▶ _Request_
Reproduce every line of the material below verbatim, with no characters added, removed, or altered.

▶ _Material supplied_
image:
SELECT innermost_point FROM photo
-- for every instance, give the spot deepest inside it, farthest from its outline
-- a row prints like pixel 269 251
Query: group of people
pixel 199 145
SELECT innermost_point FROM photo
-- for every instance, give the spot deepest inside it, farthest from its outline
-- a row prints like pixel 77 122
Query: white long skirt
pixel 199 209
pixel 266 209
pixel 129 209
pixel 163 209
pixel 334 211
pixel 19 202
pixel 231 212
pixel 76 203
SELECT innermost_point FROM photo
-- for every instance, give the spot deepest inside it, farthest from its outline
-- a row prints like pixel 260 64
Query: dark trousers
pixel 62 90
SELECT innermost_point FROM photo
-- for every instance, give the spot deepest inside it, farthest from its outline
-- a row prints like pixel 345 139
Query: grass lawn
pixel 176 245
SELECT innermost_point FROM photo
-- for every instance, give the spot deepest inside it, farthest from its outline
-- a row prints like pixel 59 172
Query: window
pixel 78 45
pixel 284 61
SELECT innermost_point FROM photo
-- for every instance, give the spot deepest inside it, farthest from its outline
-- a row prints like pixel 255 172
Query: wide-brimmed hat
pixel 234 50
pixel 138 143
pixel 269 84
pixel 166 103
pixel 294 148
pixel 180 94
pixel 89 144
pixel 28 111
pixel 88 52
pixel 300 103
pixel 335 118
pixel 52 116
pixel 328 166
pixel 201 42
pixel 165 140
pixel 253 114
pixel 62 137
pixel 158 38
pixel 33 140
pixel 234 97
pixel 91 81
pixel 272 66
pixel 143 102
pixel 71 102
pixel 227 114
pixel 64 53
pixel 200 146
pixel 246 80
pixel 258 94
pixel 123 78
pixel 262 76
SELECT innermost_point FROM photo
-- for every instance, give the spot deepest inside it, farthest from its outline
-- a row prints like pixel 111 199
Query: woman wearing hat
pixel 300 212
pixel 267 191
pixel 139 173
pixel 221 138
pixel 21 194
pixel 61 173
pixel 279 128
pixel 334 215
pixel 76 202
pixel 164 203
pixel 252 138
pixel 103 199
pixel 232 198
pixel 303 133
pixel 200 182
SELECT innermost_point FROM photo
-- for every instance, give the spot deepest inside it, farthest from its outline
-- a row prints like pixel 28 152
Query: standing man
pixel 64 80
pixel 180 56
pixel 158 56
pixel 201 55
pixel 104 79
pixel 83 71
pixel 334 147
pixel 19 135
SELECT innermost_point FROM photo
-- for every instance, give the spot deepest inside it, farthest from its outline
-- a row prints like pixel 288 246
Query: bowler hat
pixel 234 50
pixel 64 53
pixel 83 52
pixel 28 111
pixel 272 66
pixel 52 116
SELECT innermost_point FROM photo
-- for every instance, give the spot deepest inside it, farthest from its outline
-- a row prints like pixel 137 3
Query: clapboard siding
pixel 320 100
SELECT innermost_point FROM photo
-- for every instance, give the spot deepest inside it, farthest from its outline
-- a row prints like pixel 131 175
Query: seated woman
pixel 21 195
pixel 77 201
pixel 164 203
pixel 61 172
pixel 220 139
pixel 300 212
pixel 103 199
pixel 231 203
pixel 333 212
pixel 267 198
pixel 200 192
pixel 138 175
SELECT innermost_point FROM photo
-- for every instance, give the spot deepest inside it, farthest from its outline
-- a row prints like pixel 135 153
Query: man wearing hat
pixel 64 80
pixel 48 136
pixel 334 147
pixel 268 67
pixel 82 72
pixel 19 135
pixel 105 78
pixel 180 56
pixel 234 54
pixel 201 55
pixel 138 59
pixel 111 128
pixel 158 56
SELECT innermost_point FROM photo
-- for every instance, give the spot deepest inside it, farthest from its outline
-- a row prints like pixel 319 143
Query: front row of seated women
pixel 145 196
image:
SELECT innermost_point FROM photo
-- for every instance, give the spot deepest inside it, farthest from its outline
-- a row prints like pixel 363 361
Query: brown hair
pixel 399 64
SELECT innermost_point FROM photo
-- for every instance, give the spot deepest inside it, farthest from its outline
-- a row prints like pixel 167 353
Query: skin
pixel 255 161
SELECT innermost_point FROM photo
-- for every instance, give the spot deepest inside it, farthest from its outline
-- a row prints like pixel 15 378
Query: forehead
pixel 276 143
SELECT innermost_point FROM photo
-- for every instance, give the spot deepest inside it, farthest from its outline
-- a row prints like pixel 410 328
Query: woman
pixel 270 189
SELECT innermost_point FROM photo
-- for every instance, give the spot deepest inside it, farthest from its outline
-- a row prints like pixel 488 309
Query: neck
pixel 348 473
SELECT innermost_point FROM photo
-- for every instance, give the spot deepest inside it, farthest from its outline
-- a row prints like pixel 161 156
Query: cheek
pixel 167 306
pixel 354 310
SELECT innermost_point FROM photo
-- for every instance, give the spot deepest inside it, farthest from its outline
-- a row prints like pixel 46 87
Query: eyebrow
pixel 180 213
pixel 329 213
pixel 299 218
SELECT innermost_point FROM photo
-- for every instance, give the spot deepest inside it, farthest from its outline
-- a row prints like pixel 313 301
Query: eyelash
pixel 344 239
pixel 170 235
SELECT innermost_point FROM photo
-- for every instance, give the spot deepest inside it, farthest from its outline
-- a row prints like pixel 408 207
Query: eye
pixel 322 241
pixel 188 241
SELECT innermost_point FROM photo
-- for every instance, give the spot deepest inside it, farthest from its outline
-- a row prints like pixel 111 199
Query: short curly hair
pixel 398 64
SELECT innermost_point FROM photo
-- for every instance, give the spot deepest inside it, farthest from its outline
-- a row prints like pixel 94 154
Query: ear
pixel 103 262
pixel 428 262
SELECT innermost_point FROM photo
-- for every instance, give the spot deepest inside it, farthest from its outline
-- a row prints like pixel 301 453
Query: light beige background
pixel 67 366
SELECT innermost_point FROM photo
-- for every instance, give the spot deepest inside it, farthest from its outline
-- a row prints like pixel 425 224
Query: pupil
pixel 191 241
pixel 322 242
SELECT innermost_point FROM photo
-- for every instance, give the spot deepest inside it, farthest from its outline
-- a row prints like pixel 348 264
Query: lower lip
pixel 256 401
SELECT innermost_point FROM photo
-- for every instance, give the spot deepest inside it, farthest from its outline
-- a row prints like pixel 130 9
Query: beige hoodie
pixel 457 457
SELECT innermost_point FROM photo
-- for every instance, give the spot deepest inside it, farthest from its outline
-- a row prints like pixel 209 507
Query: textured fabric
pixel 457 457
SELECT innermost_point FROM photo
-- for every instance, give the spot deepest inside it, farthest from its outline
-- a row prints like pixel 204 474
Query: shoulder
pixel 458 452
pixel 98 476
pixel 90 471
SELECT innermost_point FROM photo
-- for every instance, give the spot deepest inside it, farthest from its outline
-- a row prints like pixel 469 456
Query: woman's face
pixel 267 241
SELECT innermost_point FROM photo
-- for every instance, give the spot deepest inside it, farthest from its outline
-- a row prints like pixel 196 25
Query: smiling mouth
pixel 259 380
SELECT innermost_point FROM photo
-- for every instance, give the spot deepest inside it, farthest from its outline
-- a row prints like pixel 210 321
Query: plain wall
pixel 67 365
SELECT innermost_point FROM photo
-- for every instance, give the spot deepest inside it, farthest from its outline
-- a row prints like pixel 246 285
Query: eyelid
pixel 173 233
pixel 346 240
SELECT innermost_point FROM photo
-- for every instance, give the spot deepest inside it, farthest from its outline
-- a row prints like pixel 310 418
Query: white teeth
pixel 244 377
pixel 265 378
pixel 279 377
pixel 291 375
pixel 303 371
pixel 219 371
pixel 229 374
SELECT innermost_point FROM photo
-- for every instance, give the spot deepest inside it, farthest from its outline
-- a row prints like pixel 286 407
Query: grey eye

▶ _Correct result_
image:
SELECT innermost_point FROM photo
-- for every instance, give the spot deepest inside it, farthest from its outline
-- a row prints like pixel 269 251
Query: group of people
pixel 199 145
SELECT innermost_point FROM photo
-- for every instance, give the spot deepest inside it, farthest from its outline
-- a row prints like pixel 77 122
Query: white long skirt
pixel 199 209
pixel 266 209
pixel 129 209
pixel 163 209
pixel 334 211
pixel 19 202
pixel 231 212
pixel 76 203
SELECT innermost_point FROM photo
-- for every instance, give the spot deepest inside it, farthest from its outline
-- a row prints like pixel 260 64
Query: dark trousers
pixel 62 90
SELECT innermost_point FROM photo
-- for every instance, give the spot deepest inside it, farthest from its outline
-- a row prints like pixel 345 139
Query: grass lawn
pixel 176 245
SELECT innermost_point FROM photo
-- for every instance, give the spot deepest inside it, farthest from its outline
-- a row prints like pixel 59 172
Query: window
pixel 78 45
pixel 284 61
SELECT innermost_point FROM photo
-- for every instance, give the spot deepest inside it, farthest from its outline
-- a row prints like pixel 255 172
Query: wide-brimmed hat
pixel 234 50
pixel 138 143
pixel 269 84
pixel 166 103
pixel 294 148
pixel 180 94
pixel 89 144
pixel 28 111
pixel 88 52
pixel 300 103
pixel 335 118
pixel 52 116
pixel 328 166
pixel 201 42
pixel 165 140
pixel 253 114
pixel 62 137
pixel 158 38
pixel 33 140
pixel 234 97
pixel 91 81
pixel 272 66
pixel 143 102
pixel 71 102
pixel 227 114
pixel 64 53
pixel 200 146
pixel 246 80
pixel 258 94
pixel 123 78
pixel 262 76
SELECT innermost_point FROM photo
-- for every instance, give the spot deepest inside it, farthest from its outline
-- a row prints like pixel 111 199
Query: woman wearing hat
pixel 300 212
pixel 267 191
pixel 139 173
pixel 221 138
pixel 21 194
pixel 61 173
pixel 279 128
pixel 334 215
pixel 76 202
pixel 164 203
pixel 252 138
pixel 103 199
pixel 232 198
pixel 303 133
pixel 200 182
SELECT innermost_point FROM photo
-- for every instance, give the spot deepest inside it, farthest from its outline
-- a row prints like pixel 28 152
Query: standing man
pixel 64 80
pixel 180 56
pixel 158 56
pixel 201 55
pixel 104 79
pixel 83 71
pixel 334 147
pixel 19 135
SELECT innermost_point FROM photo
-- for every instance, give the spot deepest inside it, farthest from its outline
-- a row prints like pixel 288 246
Query: bowler hat
pixel 234 50
pixel 64 53
pixel 83 52
pixel 28 111
pixel 272 66
pixel 52 116
SELECT innermost_point FROM photo
-- for every instance, give the spot deepest inside it, farthest from its outline
-- a row prints like pixel 137 3
Query: clapboard siding
pixel 320 100
SELECT innermost_point FROM photo
-- for every instance, give the spot deepest inside it, farthest from its outline
-- a row prints like pixel 131 175
Query: seated woman
pixel 21 195
pixel 77 201
pixel 164 203
pixel 61 172
pixel 220 139
pixel 300 212
pixel 103 199
pixel 231 203
pixel 333 212
pixel 267 198
pixel 200 192
pixel 138 175
SELECT innermost_point FROM photo
-- for every instance, give the spot deepest inside it, farthest from its outline
-- a row prints like pixel 135 153
Query: man wearing hat
pixel 64 80
pixel 48 136
pixel 334 147
pixel 268 67
pixel 82 72
pixel 19 135
pixel 105 78
pixel 180 56
pixel 234 54
pixel 201 55
pixel 138 59
pixel 111 128
pixel 158 56
SELECT innermost_point FROM photo
-- for every instance, give the spot deepest inside it, farthest from its outline
-- a row prints like pixel 319 143
Query: front row of seated women
pixel 145 196
image:
SELECT innermost_point FROM photo
-- for every instance, give the spot deepest inside it, farthest from its outline
-- a row prints like pixel 363 361
Query: brown hair
pixel 399 64
SELECT innermost_point FROM photo
-- for every instance, give the spot deepest inside it, farthest from its outline
-- a row prints like pixel 167 353
Query: skin
pixel 255 161
SELECT innermost_point FROM photo
-- for every instance, give the spot deepest inside it, farthest from its outline
-- a row prints like pixel 15 378
Query: forehead
pixel 276 143
SELECT innermost_point FROM photo
-- for every instance, give the spot deepest inside it, farthest from its outline
-- a row prints like pixel 410 328
Query: woman
pixel 270 189
SELECT innermost_point FROM photo
-- for every instance, give the spot deepest inside it, farthest from its outline
-- a row prints like pixel 488 309
Query: neck
pixel 348 473
SELECT innermost_point FROM photo
-- for every instance, give the spot deepest inside it, farthest from its outline
-- a row prints like pixel 161 156
Query: cheek
pixel 167 306
pixel 354 310
SELECT innermost_point FROM photo
-- for every instance, give the spot deepest inside it, farthest from its outline
-- a row prints like pixel 46 87
Query: eyebrow
pixel 180 213
pixel 329 213
pixel 299 218
SELECT innermost_point FROM photo
-- for every instance, give the spot deepest inside it, farthest from its outline
-- a row prints like pixel 313 301
Query: eyelash
pixel 344 239
pixel 170 235
SELECT innermost_point FROM photo
-- for every instance, give the spot deepest inside it, farthest from its outline
-- a row prints like pixel 408 207
Query: eye
pixel 322 241
pixel 188 241
SELECT innermost_point FROM photo
-- for every instance, give the spot deepest inside it, farthest from its outline
-- a row prints like pixel 111 199
Query: short curly hair
pixel 398 64
SELECT innermost_point FROM photo
-- for every instance, give the spot deepest inside it, farthest from its outline
-- a row prints like pixel 94 154
Query: ear
pixel 103 262
pixel 428 262
SELECT innermost_point FROM photo
-- for every instance, give the spot deepest inside it, farthest from its outline
-- a row prints like pixel 301 453
Query: light beige background
pixel 67 366
SELECT innermost_point FROM photo
-- for every instance, give the spot deepest inside it, farthest from its outline
-- a row prints like pixel 425 224
Query: pupil
pixel 191 241
pixel 322 242
SELECT innermost_point FROM photo
-- for every instance, give the spot deepest inside it, farthest from its outline
-- a row prints like pixel 348 264
Query: lower lip
pixel 256 401
SELECT innermost_point FROM photo
-- for every instance, give the spot deepest inside it, farthest from its outline
-- a row prints like pixel 130 9
Query: beige hoodie
pixel 457 457
SELECT innermost_point FROM photo
-- for every instance, give the spot deepest inside it, farthest from its outline
-- a row prints like pixel 209 507
Query: textured fabric
pixel 457 457
SELECT innermost_point FROM photo
-- for every instance, give the spot deepest inside it, farthest from its outline
-- a row prints like pixel 204 474
Query: shoulder
pixel 458 452
pixel 98 476
pixel 90 471
SELECT innermost_point FROM photo
-- for every instance, give the spot deepest inside it, farthest from its outline
-- a row prints like pixel 469 456
Query: woman's face
pixel 267 241
SELECT innermost_point FROM photo
-- for every instance, give the spot deepest inside it, farthest from its outline
-- a row prints like pixel 196 25
Query: smiling mouth
pixel 259 380
SELECT innermost_point FROM photo
-- for every instance, give the spot deepest inside it, farthest from its outline
-- a row prints like pixel 210 321
Query: plain wall
pixel 67 365
SELECT innermost_point FROM photo
-- for every instance, give the spot deepest inside it, farthest from its outline
-- a row prints like pixel 246 285
Query: eyelid
pixel 173 233
pixel 346 240
SELECT innermost_point FROM photo
-- for every instance, give the spot deepest inside it, farthest from its outline
-- a row prints like pixel 310 418
Query: white teeth
pixel 244 377
pixel 265 378
pixel 279 377
pixel 291 375
pixel 303 371
pixel 219 371
pixel 229 374
SELECT innermost_point FROM photo
-- for every instance, give the spot deepest inside it, farthest from its outline
-- a row prints like pixel 286 407
Query: grey eye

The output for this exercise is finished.